Perfectionism is a problem that plagues many people, especially in this day and age. We put pressure on ourselves, our employees, our colleagues, our loved ones, and our children to be successful and perfect. This causes us to hold ourselves and others to impossible standards. This can cause all sorts of problems as we or our loved ones strive to reach these impossible standards, driving themselves crazy trying to achieve the impossible: perfection.

Through this article, we’ll explain the four ways in which perfectionism is harmful to you, rather than conducive.

1) Perfectionism can cause strain on your mental health

Holding yourself or others to standards that are impossible to achieve can, reasonably, cause a negative effect on your mental health. Perfectionism can cause depression, anxiety, agoraphobia, eating disorders, PTSD, OCD, the list just goes on and on.

Sarah Egan, senior research fellow specializing in perfectionism, eating disorders, and anxiety at Curtin University in Perth weighed in: “It’s something that cuts across everything, in terms of psychological problems. There aren’t that many other things that do that. There are studies that suggest that the higher the perfectionism is, the more psychological disorders you’re going to suffer.”

As a culture, United States citizens have a tendency to glorify perfectionism, claiming it’s a positive trait. However, as you can see, perfectionism can have a deeply negative effect on your overall mental health. It can result in you being in a permanent state of anxiety and self-deprecation.

Dataset excerpts:
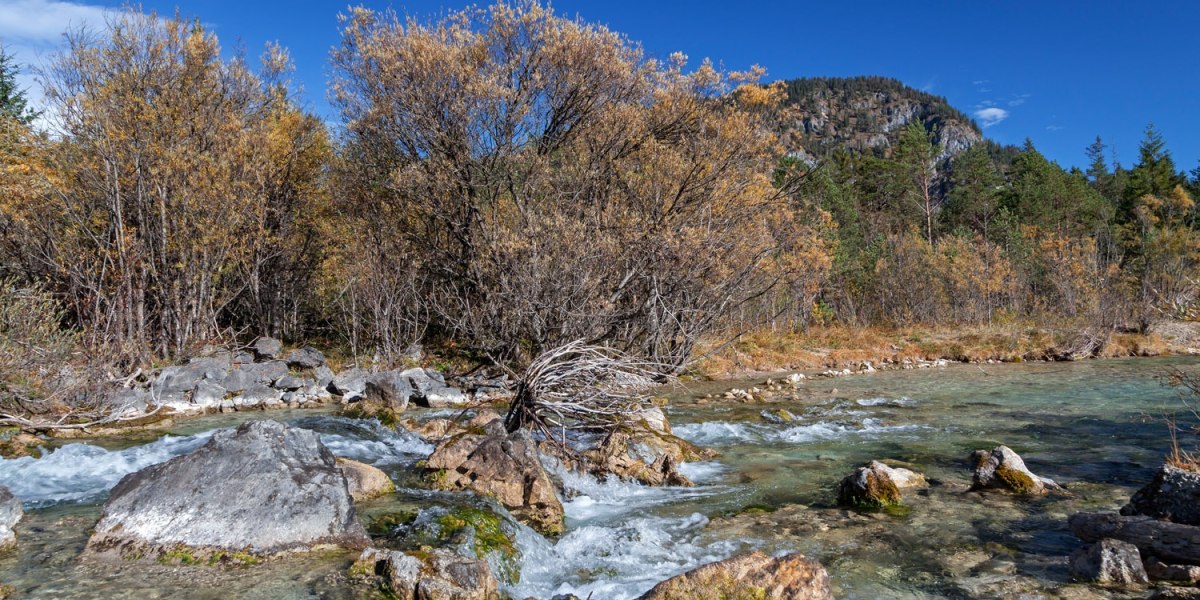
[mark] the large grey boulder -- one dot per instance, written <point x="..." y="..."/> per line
<point x="349" y="383"/>
<point x="259" y="490"/>
<point x="1003" y="469"/>
<point x="1174" y="495"/>
<point x="305" y="358"/>
<point x="255" y="375"/>
<point x="10" y="515"/>
<point x="1170" y="543"/>
<point x="268" y="348"/>
<point x="755" y="575"/>
<point x="502" y="466"/>
<point x="435" y="575"/>
<point x="1109" y="562"/>
<point x="876" y="485"/>
<point x="389" y="389"/>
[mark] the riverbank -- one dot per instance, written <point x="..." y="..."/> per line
<point x="766" y="351"/>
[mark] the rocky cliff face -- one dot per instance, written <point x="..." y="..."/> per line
<point x="865" y="114"/>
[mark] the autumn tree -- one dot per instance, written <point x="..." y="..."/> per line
<point x="538" y="180"/>
<point x="165" y="181"/>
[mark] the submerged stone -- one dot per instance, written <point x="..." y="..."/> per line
<point x="1174" y="495"/>
<point x="754" y="576"/>
<point x="256" y="491"/>
<point x="1003" y="469"/>
<point x="10" y="515"/>
<point x="1109" y="562"/>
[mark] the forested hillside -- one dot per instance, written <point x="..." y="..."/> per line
<point x="505" y="180"/>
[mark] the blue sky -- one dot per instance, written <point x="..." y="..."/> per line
<point x="1056" y="72"/>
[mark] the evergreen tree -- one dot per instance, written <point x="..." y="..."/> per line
<point x="12" y="99"/>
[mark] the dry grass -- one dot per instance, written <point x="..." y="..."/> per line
<point x="840" y="347"/>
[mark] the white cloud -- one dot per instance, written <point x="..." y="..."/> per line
<point x="991" y="115"/>
<point x="42" y="22"/>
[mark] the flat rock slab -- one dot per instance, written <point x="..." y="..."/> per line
<point x="259" y="490"/>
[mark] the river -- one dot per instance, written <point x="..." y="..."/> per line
<point x="1093" y="426"/>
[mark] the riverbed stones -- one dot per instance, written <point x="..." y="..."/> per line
<point x="876" y="485"/>
<point x="256" y="491"/>
<point x="364" y="481"/>
<point x="754" y="576"/>
<point x="10" y="515"/>
<point x="1174" y="495"/>
<point x="1109" y="562"/>
<point x="1001" y="468"/>
<point x="1170" y="543"/>
<point x="502" y="466"/>
<point x="267" y="348"/>
<point x="429" y="574"/>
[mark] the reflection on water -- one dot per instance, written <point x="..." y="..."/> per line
<point x="1087" y="425"/>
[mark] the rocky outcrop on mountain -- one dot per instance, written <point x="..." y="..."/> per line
<point x="256" y="491"/>
<point x="865" y="114"/>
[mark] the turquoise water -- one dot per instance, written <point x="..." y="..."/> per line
<point x="1093" y="426"/>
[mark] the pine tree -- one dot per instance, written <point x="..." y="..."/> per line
<point x="12" y="99"/>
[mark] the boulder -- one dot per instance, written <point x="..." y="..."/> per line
<point x="349" y="383"/>
<point x="305" y="358"/>
<point x="754" y="576"/>
<point x="259" y="490"/>
<point x="1003" y="469"/>
<point x="503" y="466"/>
<point x="876" y="485"/>
<point x="10" y="515"/>
<point x="255" y="375"/>
<point x="1159" y="570"/>
<point x="364" y="481"/>
<point x="267" y="348"/>
<point x="429" y="575"/>
<point x="1174" y="495"/>
<point x="389" y="389"/>
<point x="1109" y="562"/>
<point x="1170" y="543"/>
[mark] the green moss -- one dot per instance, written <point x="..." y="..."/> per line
<point x="1015" y="480"/>
<point x="490" y="537"/>
<point x="389" y="522"/>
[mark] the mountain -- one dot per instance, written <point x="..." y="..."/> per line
<point x="865" y="114"/>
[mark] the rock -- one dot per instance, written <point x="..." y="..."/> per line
<point x="390" y="389"/>
<point x="364" y="481"/>
<point x="291" y="383"/>
<point x="259" y="490"/>
<point x="349" y="383"/>
<point x="10" y="515"/>
<point x="255" y="375"/>
<point x="502" y="466"/>
<point x="755" y="576"/>
<point x="1003" y="469"/>
<point x="267" y="348"/>
<point x="208" y="395"/>
<point x="876" y="485"/>
<point x="1174" y="495"/>
<point x="652" y="459"/>
<point x="1109" y="562"/>
<point x="1159" y="570"/>
<point x="429" y="575"/>
<point x="305" y="358"/>
<point x="443" y="397"/>
<point x="1170" y="543"/>
<point x="654" y="419"/>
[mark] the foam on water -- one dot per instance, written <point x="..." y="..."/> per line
<point x="732" y="433"/>
<point x="616" y="561"/>
<point x="83" y="472"/>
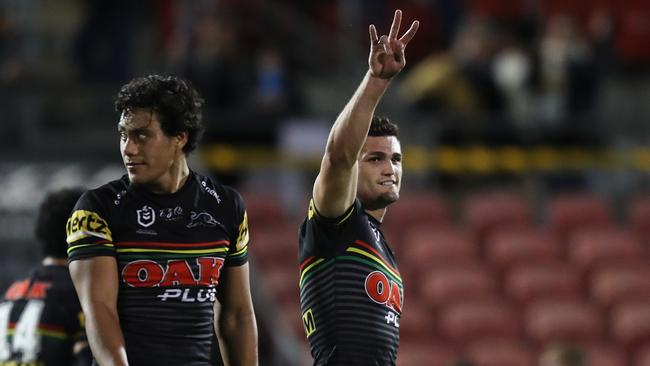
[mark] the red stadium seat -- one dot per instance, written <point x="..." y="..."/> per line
<point x="599" y="246"/>
<point x="281" y="282"/>
<point x="642" y="356"/>
<point x="630" y="323"/>
<point x="425" y="353"/>
<point x="525" y="245"/>
<point x="416" y="322"/>
<point x="457" y="282"/>
<point x="605" y="355"/>
<point x="500" y="352"/>
<point x="425" y="247"/>
<point x="529" y="282"/>
<point x="550" y="321"/>
<point x="488" y="211"/>
<point x="568" y="212"/>
<point x="271" y="246"/>
<point x="614" y="284"/>
<point x="472" y="320"/>
<point x="263" y="209"/>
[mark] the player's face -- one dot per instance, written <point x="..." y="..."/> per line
<point x="148" y="154"/>
<point x="380" y="172"/>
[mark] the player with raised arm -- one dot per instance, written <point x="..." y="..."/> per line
<point x="351" y="291"/>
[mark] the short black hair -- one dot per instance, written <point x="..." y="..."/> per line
<point x="53" y="215"/>
<point x="175" y="101"/>
<point x="382" y="126"/>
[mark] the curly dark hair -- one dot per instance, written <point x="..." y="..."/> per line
<point x="381" y="126"/>
<point x="174" y="100"/>
<point x="52" y="217"/>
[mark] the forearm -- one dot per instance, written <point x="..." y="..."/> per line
<point x="237" y="334"/>
<point x="351" y="127"/>
<point x="105" y="336"/>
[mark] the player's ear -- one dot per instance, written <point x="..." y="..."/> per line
<point x="181" y="140"/>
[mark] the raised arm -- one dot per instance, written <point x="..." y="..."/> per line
<point x="235" y="319"/>
<point x="95" y="280"/>
<point x="335" y="187"/>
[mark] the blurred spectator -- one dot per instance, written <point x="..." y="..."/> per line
<point x="16" y="38"/>
<point x="563" y="355"/>
<point x="40" y="313"/>
<point x="460" y="80"/>
<point x="104" y="47"/>
<point x="565" y="77"/>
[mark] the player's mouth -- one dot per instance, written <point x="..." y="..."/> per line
<point x="131" y="165"/>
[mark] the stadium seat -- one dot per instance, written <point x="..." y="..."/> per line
<point x="456" y="282"/>
<point x="614" y="284"/>
<point x="281" y="282"/>
<point x="500" y="352"/>
<point x="530" y="282"/>
<point x="508" y="247"/>
<point x="273" y="246"/>
<point x="471" y="320"/>
<point x="487" y="211"/>
<point x="425" y="247"/>
<point x="567" y="320"/>
<point x="416" y="322"/>
<point x="425" y="352"/>
<point x="642" y="356"/>
<point x="599" y="246"/>
<point x="604" y="354"/>
<point x="630" y="323"/>
<point x="263" y="209"/>
<point x="571" y="211"/>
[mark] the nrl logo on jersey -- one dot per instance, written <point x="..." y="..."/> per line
<point x="146" y="216"/>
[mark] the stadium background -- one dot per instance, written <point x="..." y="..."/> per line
<point x="525" y="217"/>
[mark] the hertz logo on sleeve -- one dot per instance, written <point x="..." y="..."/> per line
<point x="242" y="237"/>
<point x="309" y="322"/>
<point x="83" y="224"/>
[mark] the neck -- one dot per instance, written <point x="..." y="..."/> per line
<point x="378" y="214"/>
<point x="174" y="179"/>
<point x="52" y="261"/>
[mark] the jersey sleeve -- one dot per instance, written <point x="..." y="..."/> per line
<point x="238" y="253"/>
<point x="323" y="236"/>
<point x="88" y="231"/>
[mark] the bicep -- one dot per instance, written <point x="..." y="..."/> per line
<point x="335" y="188"/>
<point x="95" y="280"/>
<point x="234" y="293"/>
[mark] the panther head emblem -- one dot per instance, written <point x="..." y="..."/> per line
<point x="201" y="219"/>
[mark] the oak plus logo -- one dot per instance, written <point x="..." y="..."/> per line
<point x="176" y="277"/>
<point x="146" y="216"/>
<point x="387" y="292"/>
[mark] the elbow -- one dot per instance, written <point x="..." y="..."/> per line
<point x="339" y="158"/>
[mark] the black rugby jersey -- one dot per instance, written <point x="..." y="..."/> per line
<point x="40" y="319"/>
<point x="170" y="250"/>
<point x="350" y="289"/>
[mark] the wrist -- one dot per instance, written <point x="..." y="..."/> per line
<point x="376" y="83"/>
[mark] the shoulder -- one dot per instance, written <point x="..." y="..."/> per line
<point x="355" y="210"/>
<point x="223" y="194"/>
<point x="109" y="192"/>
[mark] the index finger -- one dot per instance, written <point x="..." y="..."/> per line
<point x="373" y="34"/>
<point x="394" y="28"/>
<point x="406" y="38"/>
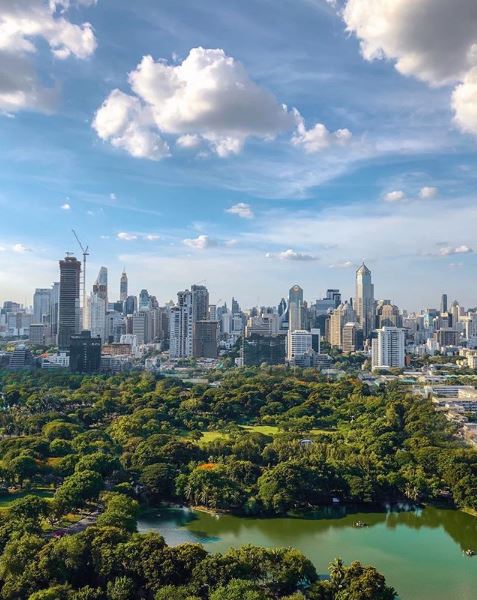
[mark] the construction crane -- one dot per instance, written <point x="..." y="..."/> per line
<point x="85" y="254"/>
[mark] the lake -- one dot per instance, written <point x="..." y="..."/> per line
<point x="420" y="551"/>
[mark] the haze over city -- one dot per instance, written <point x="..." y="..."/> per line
<point x="249" y="145"/>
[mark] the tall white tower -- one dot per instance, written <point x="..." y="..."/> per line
<point x="364" y="300"/>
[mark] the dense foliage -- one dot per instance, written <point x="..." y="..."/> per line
<point x="254" y="441"/>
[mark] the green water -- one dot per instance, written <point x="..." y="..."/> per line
<point x="420" y="551"/>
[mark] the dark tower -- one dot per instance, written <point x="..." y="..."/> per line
<point x="69" y="305"/>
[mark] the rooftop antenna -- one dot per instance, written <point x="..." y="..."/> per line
<point x="83" y="283"/>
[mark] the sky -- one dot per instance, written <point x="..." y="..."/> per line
<point x="245" y="145"/>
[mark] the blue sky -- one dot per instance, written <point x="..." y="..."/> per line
<point x="263" y="143"/>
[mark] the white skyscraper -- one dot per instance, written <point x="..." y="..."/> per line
<point x="364" y="300"/>
<point x="299" y="343"/>
<point x="388" y="348"/>
<point x="41" y="305"/>
<point x="295" y="305"/>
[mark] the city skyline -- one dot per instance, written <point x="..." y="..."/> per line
<point x="329" y="157"/>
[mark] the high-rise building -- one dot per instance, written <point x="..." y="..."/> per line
<point x="97" y="316"/>
<point x="41" y="305"/>
<point x="339" y="317"/>
<point x="299" y="344"/>
<point x="130" y="305"/>
<point x="388" y="315"/>
<point x="388" y="348"/>
<point x="144" y="300"/>
<point x="295" y="304"/>
<point x="444" y="303"/>
<point x="181" y="326"/>
<point x="85" y="353"/>
<point x="54" y="311"/>
<point x="123" y="287"/>
<point x="100" y="286"/>
<point x="350" y="337"/>
<point x="364" y="300"/>
<point x="205" y="339"/>
<point x="200" y="303"/>
<point x="69" y="304"/>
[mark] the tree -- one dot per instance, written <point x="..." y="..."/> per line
<point x="122" y="588"/>
<point x="22" y="467"/>
<point x="238" y="589"/>
<point x="158" y="480"/>
<point x="56" y="592"/>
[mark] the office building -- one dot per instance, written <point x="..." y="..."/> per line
<point x="69" y="301"/>
<point x="339" y="317"/>
<point x="205" y="344"/>
<point x="85" y="353"/>
<point x="299" y="343"/>
<point x="123" y="287"/>
<point x="295" y="304"/>
<point x="41" y="305"/>
<point x="388" y="348"/>
<point x="364" y="300"/>
<point x="260" y="349"/>
<point x="37" y="334"/>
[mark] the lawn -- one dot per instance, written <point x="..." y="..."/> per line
<point x="43" y="492"/>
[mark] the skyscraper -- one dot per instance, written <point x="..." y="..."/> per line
<point x="69" y="305"/>
<point x="123" y="287"/>
<point x="444" y="303"/>
<point x="41" y="305"/>
<point x="388" y="348"/>
<point x="364" y="300"/>
<point x="295" y="303"/>
<point x="200" y="303"/>
<point x="100" y="287"/>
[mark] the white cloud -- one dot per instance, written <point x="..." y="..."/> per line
<point x="127" y="237"/>
<point x="201" y="242"/>
<point x="126" y="123"/>
<point x="450" y="250"/>
<point x="427" y="192"/>
<point x="188" y="141"/>
<point x="241" y="209"/>
<point x="20" y="248"/>
<point x="22" y="24"/>
<point x="394" y="196"/>
<point x="433" y="40"/>
<point x="208" y="97"/>
<point x="346" y="264"/>
<point x="292" y="255"/>
<point x="464" y="102"/>
<point x="318" y="138"/>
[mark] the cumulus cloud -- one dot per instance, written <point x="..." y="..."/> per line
<point x="394" y="196"/>
<point x="20" y="248"/>
<point x="202" y="242"/>
<point x="126" y="236"/>
<point x="427" y="192"/>
<point x="292" y="255"/>
<point x="207" y="98"/>
<point x="451" y="250"/>
<point x="188" y="141"/>
<point x="22" y="24"/>
<point x="128" y="124"/>
<point x="433" y="40"/>
<point x="346" y="264"/>
<point x="318" y="138"/>
<point x="241" y="209"/>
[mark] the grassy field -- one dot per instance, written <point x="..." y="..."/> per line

Problem set:
a – Answer these questions about the perfectionism article, one per line.
(i) Which people does the article say we put pressure on to be successful and perfect?
(ii) At which university is Sarah Egan a senior research fellow?
(iii) How does the article say United States citizens tend to regard perfectionism?
b – Rewrite the paragraph of the perfectionism article that begins "Holding yourself or others" as a short list, keeping its main facts.

Answers per task:
a –
(i) Ourselves, our employees, our colleagues, our loved ones, and our children.
(ii) Curtin University in Perth.
(iii) They tend to glorify it, claiming it's a positive trait.

b –
- Holding yourself or others to impossible standards can harm your mental health.
- Conditions perfectionism can cause include:
  - depression
  - anxiety
  - agoraphobia
  - eating disorders
  - PTSD
  - OCD
- The list goes on beyond these.